<<<<

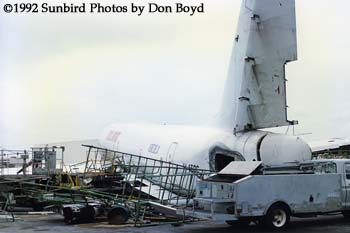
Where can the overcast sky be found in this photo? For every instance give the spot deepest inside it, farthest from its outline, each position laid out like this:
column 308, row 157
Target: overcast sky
column 65, row 77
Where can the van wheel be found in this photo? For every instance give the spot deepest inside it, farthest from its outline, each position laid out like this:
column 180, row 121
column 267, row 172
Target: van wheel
column 277, row 217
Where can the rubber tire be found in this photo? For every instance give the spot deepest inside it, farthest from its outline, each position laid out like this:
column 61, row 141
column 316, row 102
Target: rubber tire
column 270, row 216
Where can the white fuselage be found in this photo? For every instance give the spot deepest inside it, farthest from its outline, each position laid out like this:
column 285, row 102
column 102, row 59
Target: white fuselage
column 254, row 98
column 201, row 145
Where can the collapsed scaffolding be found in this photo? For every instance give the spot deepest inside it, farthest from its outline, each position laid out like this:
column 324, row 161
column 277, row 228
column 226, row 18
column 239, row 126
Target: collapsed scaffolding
column 113, row 184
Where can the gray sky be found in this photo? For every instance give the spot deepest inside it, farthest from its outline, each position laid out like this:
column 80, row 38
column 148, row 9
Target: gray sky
column 65, row 77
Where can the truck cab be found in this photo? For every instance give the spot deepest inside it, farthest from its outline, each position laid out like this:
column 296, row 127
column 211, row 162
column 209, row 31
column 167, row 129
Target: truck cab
column 245, row 192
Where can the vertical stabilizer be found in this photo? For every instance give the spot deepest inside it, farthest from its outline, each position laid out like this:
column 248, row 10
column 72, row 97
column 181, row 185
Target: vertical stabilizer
column 255, row 92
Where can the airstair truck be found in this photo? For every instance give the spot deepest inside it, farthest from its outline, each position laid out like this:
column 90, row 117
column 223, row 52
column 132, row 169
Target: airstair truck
column 249, row 191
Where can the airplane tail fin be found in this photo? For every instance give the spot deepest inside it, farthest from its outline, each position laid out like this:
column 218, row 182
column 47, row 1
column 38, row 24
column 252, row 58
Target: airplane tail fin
column 255, row 91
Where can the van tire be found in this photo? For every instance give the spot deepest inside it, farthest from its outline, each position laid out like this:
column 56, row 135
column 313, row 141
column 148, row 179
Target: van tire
column 277, row 217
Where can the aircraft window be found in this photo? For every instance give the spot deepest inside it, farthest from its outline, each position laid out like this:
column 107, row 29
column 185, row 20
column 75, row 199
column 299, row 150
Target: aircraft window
column 153, row 148
column 347, row 171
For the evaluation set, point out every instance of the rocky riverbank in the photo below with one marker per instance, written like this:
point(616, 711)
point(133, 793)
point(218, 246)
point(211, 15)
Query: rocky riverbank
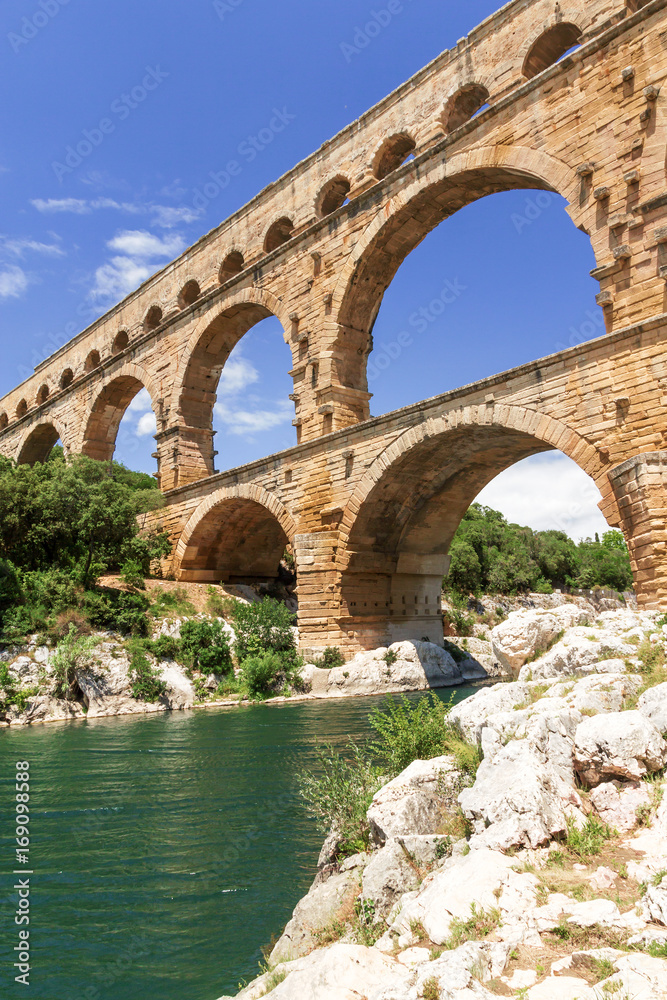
point(102, 681)
point(544, 877)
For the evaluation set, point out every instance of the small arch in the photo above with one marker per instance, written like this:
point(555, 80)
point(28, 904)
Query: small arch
point(464, 105)
point(233, 264)
point(550, 47)
point(333, 196)
point(189, 294)
point(237, 534)
point(280, 232)
point(153, 318)
point(121, 340)
point(38, 444)
point(93, 361)
point(392, 153)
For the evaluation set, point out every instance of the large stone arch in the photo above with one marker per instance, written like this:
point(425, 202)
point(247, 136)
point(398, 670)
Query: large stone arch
point(210, 344)
point(239, 533)
point(425, 201)
point(38, 441)
point(100, 426)
point(396, 529)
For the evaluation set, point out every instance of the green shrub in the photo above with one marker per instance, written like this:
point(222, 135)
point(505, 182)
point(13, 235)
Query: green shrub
point(338, 792)
point(418, 730)
point(165, 647)
point(262, 627)
point(261, 672)
point(331, 658)
point(147, 685)
point(132, 574)
point(117, 611)
point(69, 652)
point(206, 646)
point(171, 603)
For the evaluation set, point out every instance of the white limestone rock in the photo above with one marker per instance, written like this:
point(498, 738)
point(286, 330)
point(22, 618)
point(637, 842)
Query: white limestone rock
point(617, 745)
point(654, 903)
point(416, 801)
point(617, 802)
point(318, 908)
point(524, 633)
point(653, 705)
point(418, 667)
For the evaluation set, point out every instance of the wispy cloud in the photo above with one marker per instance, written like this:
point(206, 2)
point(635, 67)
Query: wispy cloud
point(246, 423)
point(13, 282)
point(162, 216)
point(137, 257)
point(547, 492)
point(19, 247)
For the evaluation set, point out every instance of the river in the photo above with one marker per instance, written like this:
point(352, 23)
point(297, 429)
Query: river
point(165, 849)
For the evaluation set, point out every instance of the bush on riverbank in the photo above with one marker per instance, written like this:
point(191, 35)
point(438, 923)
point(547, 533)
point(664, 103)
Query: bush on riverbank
point(340, 790)
point(63, 524)
point(489, 555)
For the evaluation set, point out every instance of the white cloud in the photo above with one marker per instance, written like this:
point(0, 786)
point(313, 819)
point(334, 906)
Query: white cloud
point(13, 282)
point(115, 280)
point(163, 216)
point(236, 376)
point(142, 244)
point(146, 425)
point(18, 247)
point(246, 423)
point(53, 205)
point(547, 492)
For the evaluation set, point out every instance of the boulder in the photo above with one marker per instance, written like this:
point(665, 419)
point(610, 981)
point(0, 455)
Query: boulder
point(416, 801)
point(617, 745)
point(653, 705)
point(524, 634)
point(617, 802)
point(524, 794)
point(390, 873)
point(320, 907)
point(654, 904)
point(341, 972)
point(418, 667)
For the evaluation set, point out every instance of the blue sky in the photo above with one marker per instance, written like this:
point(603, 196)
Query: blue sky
point(181, 85)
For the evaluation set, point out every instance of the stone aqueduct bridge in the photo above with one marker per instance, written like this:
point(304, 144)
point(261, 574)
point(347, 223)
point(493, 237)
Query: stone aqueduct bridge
point(370, 505)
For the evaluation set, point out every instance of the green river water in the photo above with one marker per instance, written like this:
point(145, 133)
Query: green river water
point(165, 849)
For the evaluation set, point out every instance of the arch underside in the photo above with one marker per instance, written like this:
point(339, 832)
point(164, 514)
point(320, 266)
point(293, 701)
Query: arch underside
point(200, 384)
point(417, 506)
point(108, 411)
point(398, 237)
point(38, 445)
point(238, 541)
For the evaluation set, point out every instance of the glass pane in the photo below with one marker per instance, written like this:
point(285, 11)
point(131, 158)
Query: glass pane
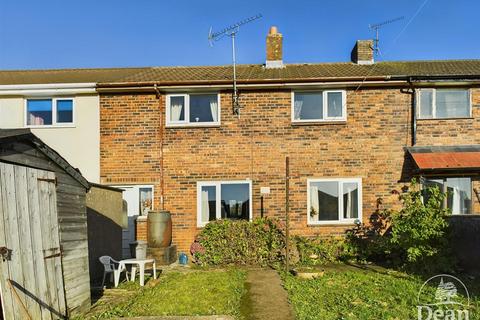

>>>>

§ WHAT NEEDS TO BE DONE: Pull out, word for word, every line from the start of the records through the line that contains "column 245, row 192", including that line, and leave the pictures out.

§ REPLY:
Where can the overcast sky be found in this photo? For every instance give the spot deepest inside it, farthest from its outline, each position laid out like this:
column 308, row 157
Target: overcast sky
column 65, row 77
Where can the van wheel be found in this photo? For every instance give the spot deepest inside it, farthest from its outline, each position laid out like this:
column 180, row 121
column 267, row 172
Target: van wheel
column 277, row 217
Where can the rubber tire be found in this photo? For every instance give the spot deepest inside it, farthest from its outline, each position laid out like this:
column 61, row 141
column 316, row 102
Target: rubber tire
column 270, row 216
Where can the white fuselage be found in this photo? For every instance give the spot deepest inside it, farthest from its outline, each position laid out like this:
column 285, row 102
column 102, row 59
Target: white fuselage
column 254, row 98
column 201, row 145
Where can the collapsed scaffolding be found in this photo? For every instance give the spot deepest inside it, farthest from its outline, each position laid out like this:
column 324, row 161
column 277, row 228
column 226, row 18
column 239, row 126
Target: collapsed scaffolding
column 113, row 184
Where can the gray sky be found in this photo? For every instance give the spot deepest inside it, farthest from its outline, each position laid out like this:
column 80, row 38
column 148, row 9
Target: gray sky
column 65, row 77
Where can the truck cab be found in this photo? For every instance give the spot deepest inside it, farthest from its outline, each position laid out like this:
column 296, row 127
column 211, row 162
column 209, row 31
column 167, row 129
Target: truck cab
column 245, row 192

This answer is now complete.